Collect each line in the entries below that contains the word "positive", and list those lines in the order they appear.

- **Task data**:
+ + + + +

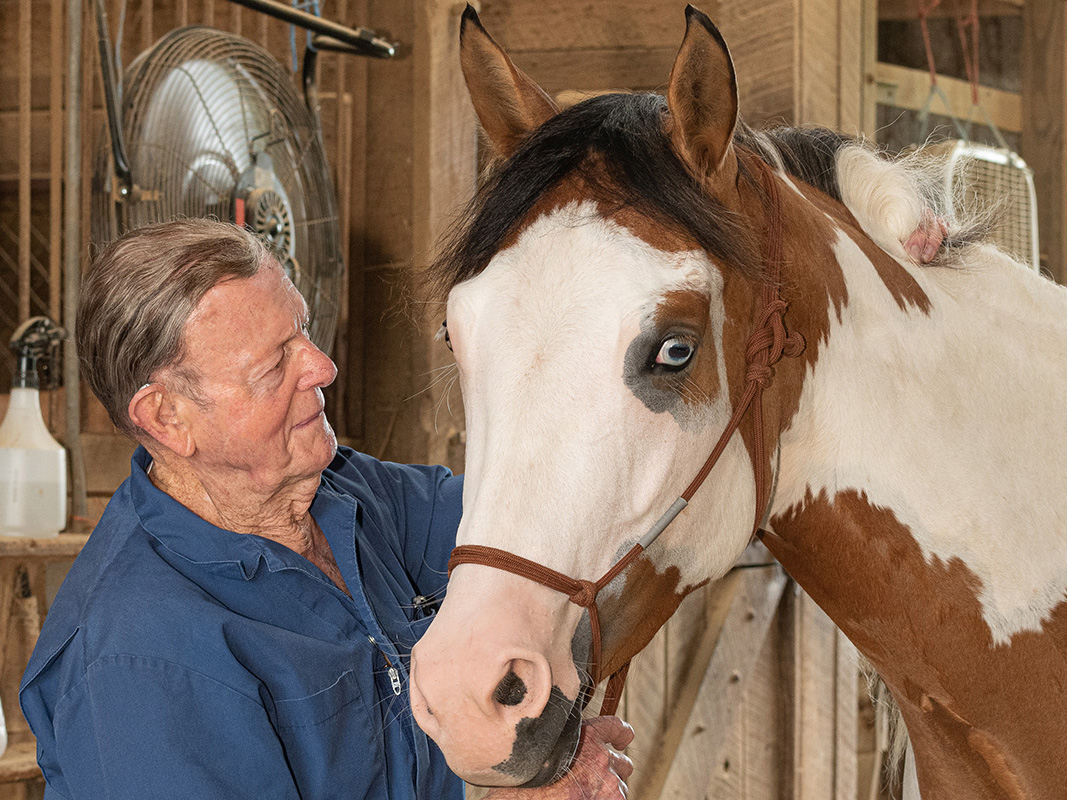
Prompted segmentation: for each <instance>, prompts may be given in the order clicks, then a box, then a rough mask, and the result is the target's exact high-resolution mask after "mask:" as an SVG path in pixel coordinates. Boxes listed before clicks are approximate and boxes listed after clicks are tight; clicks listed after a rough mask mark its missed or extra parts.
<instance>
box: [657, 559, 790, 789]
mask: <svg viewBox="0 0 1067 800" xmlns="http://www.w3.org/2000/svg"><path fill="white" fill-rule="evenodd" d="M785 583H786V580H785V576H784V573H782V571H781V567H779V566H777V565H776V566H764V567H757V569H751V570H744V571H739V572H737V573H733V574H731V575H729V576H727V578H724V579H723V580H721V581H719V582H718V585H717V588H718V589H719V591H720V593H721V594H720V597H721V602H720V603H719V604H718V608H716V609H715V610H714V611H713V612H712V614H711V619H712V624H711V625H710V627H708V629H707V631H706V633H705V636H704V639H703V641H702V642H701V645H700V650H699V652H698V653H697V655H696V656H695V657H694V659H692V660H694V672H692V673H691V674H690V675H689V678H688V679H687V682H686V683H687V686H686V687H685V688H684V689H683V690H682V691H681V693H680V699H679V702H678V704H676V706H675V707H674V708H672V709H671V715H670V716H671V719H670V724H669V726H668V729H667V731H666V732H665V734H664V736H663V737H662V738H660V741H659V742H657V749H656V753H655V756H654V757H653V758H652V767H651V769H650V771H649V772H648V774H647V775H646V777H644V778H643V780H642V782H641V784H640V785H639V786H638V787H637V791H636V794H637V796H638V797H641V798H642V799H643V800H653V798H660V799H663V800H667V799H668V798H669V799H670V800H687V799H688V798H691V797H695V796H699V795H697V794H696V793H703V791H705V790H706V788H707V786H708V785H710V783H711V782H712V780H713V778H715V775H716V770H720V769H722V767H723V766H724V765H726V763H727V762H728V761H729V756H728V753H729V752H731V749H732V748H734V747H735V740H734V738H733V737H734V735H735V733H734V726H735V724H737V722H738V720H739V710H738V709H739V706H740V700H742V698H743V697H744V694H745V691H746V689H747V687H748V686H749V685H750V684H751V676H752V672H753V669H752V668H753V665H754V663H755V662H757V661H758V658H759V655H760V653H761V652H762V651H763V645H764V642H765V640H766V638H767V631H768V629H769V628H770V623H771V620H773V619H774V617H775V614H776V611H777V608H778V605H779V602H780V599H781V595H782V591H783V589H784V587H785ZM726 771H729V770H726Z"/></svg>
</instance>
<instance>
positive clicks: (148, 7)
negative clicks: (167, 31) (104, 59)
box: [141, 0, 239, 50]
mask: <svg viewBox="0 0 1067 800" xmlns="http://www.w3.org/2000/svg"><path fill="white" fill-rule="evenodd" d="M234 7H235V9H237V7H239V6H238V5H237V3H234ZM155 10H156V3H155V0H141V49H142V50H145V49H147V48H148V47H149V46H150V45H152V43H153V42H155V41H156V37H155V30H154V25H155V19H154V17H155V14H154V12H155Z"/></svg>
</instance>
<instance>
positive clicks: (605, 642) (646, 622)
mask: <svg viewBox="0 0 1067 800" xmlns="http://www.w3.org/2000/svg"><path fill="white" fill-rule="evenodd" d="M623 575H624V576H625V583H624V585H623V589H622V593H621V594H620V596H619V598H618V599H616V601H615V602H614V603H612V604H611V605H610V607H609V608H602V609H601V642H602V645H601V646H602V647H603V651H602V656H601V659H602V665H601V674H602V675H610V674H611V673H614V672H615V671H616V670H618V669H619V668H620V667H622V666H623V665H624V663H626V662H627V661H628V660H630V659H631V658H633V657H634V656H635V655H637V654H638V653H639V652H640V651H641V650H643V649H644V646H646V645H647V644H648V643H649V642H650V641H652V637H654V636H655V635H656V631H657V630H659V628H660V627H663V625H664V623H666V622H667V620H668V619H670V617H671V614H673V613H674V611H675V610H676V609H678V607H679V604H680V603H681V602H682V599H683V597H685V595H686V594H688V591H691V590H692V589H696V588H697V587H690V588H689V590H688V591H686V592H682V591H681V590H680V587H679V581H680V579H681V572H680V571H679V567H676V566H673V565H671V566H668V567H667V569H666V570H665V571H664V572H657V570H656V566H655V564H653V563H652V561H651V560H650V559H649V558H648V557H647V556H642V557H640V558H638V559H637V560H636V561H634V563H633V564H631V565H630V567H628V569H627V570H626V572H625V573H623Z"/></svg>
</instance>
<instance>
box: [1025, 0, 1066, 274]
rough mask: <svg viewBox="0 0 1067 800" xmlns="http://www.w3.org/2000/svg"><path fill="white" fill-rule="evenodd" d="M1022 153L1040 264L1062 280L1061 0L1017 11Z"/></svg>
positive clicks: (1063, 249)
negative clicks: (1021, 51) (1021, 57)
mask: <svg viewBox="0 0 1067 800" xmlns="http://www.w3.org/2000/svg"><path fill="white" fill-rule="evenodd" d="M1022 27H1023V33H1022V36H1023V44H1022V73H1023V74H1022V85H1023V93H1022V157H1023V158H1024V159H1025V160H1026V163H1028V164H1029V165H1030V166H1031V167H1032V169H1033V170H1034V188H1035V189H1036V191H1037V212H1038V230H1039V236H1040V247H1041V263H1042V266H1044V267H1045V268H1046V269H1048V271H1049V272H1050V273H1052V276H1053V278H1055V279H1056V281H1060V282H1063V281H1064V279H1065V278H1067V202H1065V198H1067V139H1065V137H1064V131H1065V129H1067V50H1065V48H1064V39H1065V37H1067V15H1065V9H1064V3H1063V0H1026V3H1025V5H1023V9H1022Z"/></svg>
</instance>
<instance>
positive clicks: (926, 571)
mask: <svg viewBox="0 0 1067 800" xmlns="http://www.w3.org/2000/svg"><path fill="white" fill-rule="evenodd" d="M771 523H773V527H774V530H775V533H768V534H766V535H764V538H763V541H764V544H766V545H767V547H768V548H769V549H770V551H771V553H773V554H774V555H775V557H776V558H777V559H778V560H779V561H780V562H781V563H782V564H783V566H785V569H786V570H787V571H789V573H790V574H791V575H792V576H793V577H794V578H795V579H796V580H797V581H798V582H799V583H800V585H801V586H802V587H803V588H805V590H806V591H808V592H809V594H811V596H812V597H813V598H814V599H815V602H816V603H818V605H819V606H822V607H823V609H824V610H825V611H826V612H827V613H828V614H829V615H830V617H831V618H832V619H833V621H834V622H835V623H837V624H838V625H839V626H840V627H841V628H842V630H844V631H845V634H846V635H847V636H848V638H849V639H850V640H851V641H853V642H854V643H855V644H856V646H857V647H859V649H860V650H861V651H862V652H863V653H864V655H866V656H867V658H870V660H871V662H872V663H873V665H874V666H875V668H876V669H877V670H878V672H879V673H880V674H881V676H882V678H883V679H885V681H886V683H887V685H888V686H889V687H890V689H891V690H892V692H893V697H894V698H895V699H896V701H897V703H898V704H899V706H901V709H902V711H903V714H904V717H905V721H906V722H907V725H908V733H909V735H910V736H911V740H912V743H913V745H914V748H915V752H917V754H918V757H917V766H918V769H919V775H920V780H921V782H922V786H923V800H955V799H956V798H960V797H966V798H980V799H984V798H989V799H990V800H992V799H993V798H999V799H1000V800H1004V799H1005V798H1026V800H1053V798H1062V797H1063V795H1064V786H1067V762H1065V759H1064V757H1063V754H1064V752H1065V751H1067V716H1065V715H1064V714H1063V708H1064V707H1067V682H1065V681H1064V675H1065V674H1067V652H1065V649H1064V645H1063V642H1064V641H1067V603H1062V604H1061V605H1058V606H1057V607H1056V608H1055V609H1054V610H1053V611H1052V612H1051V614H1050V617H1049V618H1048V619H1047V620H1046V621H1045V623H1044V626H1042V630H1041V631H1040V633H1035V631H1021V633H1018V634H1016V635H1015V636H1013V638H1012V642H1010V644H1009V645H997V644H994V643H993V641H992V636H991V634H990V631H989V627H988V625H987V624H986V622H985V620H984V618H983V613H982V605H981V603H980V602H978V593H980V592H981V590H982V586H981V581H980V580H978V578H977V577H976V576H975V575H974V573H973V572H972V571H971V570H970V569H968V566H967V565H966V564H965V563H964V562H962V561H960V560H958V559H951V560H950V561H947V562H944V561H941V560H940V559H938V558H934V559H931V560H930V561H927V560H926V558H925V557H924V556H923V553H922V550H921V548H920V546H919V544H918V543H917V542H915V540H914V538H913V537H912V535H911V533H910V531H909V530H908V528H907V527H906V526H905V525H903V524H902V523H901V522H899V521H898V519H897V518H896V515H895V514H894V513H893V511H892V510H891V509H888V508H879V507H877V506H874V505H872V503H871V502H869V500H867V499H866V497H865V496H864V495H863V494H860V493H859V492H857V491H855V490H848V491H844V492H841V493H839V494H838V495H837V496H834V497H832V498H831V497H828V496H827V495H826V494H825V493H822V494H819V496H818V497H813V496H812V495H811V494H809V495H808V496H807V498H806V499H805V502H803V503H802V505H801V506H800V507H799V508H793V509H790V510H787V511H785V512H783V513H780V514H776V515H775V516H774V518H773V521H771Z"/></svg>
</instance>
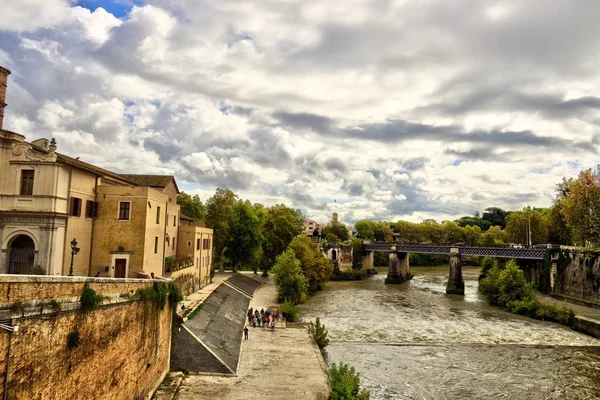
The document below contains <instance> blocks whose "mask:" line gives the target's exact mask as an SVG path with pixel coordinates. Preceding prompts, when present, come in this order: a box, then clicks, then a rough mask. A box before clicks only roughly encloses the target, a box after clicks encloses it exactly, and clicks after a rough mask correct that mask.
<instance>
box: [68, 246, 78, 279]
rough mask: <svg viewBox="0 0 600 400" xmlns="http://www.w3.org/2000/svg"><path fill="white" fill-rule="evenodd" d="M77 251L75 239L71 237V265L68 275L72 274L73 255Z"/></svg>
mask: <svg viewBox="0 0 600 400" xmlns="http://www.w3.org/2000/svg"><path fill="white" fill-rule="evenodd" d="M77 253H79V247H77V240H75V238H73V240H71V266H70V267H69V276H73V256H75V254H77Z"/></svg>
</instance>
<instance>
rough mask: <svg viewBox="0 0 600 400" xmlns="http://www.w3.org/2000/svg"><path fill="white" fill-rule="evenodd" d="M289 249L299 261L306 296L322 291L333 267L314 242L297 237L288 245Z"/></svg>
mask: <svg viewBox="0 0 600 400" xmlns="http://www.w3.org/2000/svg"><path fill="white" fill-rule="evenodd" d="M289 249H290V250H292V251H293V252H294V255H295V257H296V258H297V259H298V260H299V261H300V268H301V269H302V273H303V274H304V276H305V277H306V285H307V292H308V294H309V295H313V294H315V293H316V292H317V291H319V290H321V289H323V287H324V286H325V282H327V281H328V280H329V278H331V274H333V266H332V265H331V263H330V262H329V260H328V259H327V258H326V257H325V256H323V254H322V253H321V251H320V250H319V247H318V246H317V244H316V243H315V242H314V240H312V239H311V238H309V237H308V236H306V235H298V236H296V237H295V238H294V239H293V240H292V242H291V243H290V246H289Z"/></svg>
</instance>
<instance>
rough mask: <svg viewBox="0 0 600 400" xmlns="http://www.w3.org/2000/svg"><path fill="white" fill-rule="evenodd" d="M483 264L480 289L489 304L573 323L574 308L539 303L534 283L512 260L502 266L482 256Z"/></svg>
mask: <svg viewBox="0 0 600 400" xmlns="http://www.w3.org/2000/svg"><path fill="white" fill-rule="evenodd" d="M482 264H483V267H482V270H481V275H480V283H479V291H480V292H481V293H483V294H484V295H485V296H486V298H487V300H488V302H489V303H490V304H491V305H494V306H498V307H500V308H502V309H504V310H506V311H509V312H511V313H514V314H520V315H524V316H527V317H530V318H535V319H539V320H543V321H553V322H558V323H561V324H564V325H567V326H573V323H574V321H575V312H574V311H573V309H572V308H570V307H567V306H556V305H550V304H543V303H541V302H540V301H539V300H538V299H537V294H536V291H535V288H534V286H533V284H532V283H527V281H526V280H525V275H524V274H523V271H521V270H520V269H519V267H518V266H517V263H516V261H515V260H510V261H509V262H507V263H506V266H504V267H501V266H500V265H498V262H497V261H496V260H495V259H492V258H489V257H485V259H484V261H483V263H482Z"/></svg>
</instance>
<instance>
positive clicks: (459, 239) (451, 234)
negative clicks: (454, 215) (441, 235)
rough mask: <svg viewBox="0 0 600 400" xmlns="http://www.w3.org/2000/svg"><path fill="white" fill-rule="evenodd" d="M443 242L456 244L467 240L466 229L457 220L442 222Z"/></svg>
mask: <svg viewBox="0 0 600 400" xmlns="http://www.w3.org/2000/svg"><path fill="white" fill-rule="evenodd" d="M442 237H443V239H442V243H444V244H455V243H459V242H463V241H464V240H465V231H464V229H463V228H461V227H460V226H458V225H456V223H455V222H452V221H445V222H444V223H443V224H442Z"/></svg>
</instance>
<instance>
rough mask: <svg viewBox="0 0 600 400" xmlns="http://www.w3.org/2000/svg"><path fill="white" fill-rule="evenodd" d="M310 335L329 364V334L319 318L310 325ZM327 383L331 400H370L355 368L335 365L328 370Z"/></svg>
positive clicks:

+ + + + +

- **Answer to this problem**:
positive clicks: (148, 7)
positive clicks: (605, 642) (646, 622)
positive clicks: (1063, 249)
positive clicks: (926, 571)
positive clicks: (459, 239) (451, 234)
positive clicks:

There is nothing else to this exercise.